## Exercise task:
Format each line of the data below as a Markdown table with two columns, Row and Line, where Row numbers the lines in order and Line gives the text. Omit blank lines, and keep the pictures out of the table.

## Exercise material:
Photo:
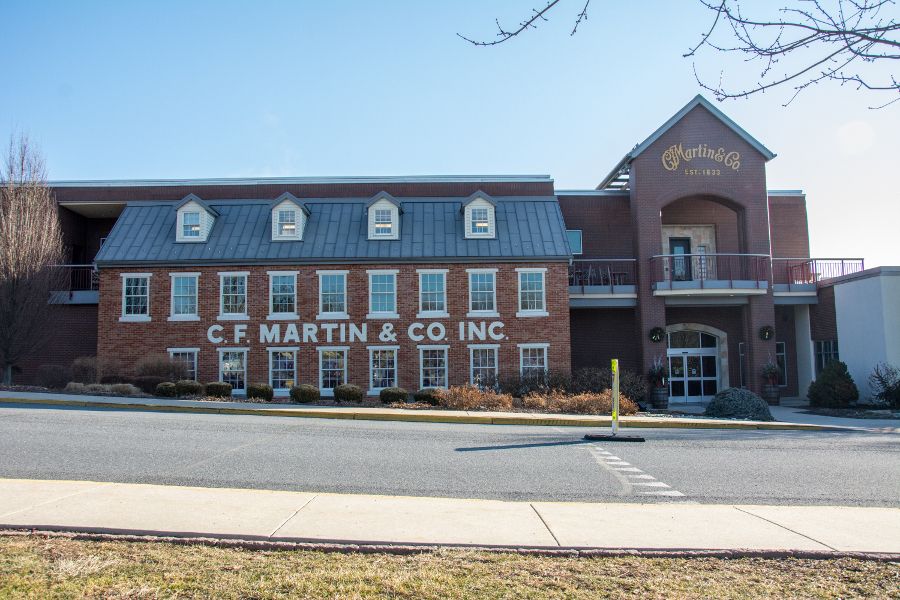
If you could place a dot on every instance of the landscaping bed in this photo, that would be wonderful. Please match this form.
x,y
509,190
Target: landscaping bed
x,y
49,567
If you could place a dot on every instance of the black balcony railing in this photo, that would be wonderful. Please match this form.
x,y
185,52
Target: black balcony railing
x,y
609,272
78,278
809,271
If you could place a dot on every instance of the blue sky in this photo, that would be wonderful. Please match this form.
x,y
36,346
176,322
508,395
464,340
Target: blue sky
x,y
225,89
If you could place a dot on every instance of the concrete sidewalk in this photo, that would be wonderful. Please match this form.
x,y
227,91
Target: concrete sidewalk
x,y
358,519
398,414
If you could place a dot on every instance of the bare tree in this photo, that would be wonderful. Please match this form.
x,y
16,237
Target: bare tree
x,y
30,244
851,42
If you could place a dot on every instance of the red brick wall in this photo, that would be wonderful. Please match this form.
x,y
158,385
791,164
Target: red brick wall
x,y
601,334
129,341
605,222
788,226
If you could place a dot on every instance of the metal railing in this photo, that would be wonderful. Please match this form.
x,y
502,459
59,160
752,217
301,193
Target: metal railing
x,y
608,272
800,271
79,278
700,268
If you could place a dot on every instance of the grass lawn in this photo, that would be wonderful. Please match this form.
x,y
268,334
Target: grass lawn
x,y
40,567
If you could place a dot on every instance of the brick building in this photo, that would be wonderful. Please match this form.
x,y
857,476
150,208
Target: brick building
x,y
680,254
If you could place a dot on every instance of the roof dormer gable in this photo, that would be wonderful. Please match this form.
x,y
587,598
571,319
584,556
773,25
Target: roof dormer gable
x,y
194,220
289,216
479,216
383,211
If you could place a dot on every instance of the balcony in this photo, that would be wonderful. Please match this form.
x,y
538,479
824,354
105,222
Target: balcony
x,y
602,282
79,284
710,274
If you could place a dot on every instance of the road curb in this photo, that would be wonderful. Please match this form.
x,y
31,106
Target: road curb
x,y
407,549
448,417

## Exercise answer:
| Row | Line |
|---|---|
| 1 | Photo: |
| 2 | If you could place a dot on every instance of the landscaping bed in this photo, that would be wonderful. Please match this form. |
| 3 | x,y |
| 4 | 509,190 |
| 5 | Target: landscaping bed |
| 6 | x,y |
| 7 | 49,567 |
| 8 | If you could place a dot on every instance of the black balcony railing in this photo, that would be wonderful. Please match this form. |
| 9 | x,y |
| 10 | 185,52 |
| 11 | Target: black balcony railing |
| 12 | x,y |
| 13 | 609,272 |
| 14 | 78,278 |
| 15 | 809,271 |
| 16 | If you could place a dot on every instance of the blue sky in this photo, that would be wonderful. Please match this form. |
| 17 | x,y |
| 18 | 36,346 |
| 19 | 176,322 |
| 20 | 508,395 |
| 21 | 464,340 |
| 22 | Target: blue sky |
| 23 | x,y |
| 24 | 225,89 |
| 25 | If you could place a dot on every instance of the concrete sidewalk in this photo, that would be wonderful. Please match this form. |
| 26 | x,y |
| 27 | 227,91 |
| 28 | Target: concrete sidewalk |
| 29 | x,y |
| 30 | 358,519 |
| 31 | 398,414 |
| 32 | If you could place a dot on every instance of the bare tree in this photo, that would be wonderful. Please match this form. |
| 33 | x,y |
| 34 | 16,237 |
| 35 | Target: bare tree |
| 36 | x,y |
| 37 | 30,244 |
| 38 | 851,42 |
| 39 | If you could place a dot on every instance of the red brick wall in this photo, that would be wonderful. Please match this form. |
| 40 | x,y |
| 41 | 158,385 |
| 42 | 791,164 |
| 43 | Target: red brick wall |
| 44 | x,y |
| 45 | 601,334 |
| 46 | 129,341 |
| 47 | 605,222 |
| 48 | 788,226 |
| 49 | If you could place a dot on every instance of the metal railing in this photo, that would be wonderful. Please match this form. |
| 50 | x,y |
| 51 | 502,459 |
| 52 | 59,160 |
| 53 | 752,217 |
| 54 | 301,193 |
| 55 | Target: metal railing |
| 56 | x,y |
| 57 | 608,272 |
| 58 | 800,271 |
| 59 | 79,278 |
| 60 | 700,268 |
| 61 | If you could place a dot on every instance of the grass lawn in this photo, that would be wonderful. Please match this form. |
| 62 | x,y |
| 63 | 268,334 |
| 64 | Target: grass lawn |
| 65 | x,y |
| 66 | 40,567 |
| 67 | If you could place a dot on every instance of the brick building in this photo, that would be wonderful. Please match this form. |
| 68 | x,y |
| 69 | 857,476 |
| 70 | 150,208 |
| 71 | Target: brick building |
| 72 | x,y |
| 73 | 680,254 |
| 74 | If you could place a dot on every instance of the roof dormer gable in this photo, that would be wonderful. Please match this form. |
| 75 | x,y |
| 76 | 587,598 |
| 77 | 571,319 |
| 78 | 584,556 |
| 79 | 773,25 |
| 80 | Target: roof dormer gable |
| 81 | x,y |
| 82 | 194,220 |
| 83 | 289,216 |
| 84 | 479,216 |
| 85 | 383,211 |
| 86 | If you could place a dot on every instance of the balcony in this photo, that would be wonderful. Please match this form. |
| 87 | x,y |
| 88 | 538,479 |
| 89 | 824,354 |
| 90 | 105,222 |
| 91 | Target: balcony |
| 92 | x,y |
| 93 | 602,282 |
| 94 | 79,284 |
| 95 | 710,274 |
| 96 | If you could place a dot on every instance of the road curb in this photo, that would be wonderful. Please match this form. |
| 97 | x,y |
| 98 | 31,106 |
| 99 | Target: road curb |
| 100 | x,y |
| 101 | 407,549 |
| 102 | 448,417 |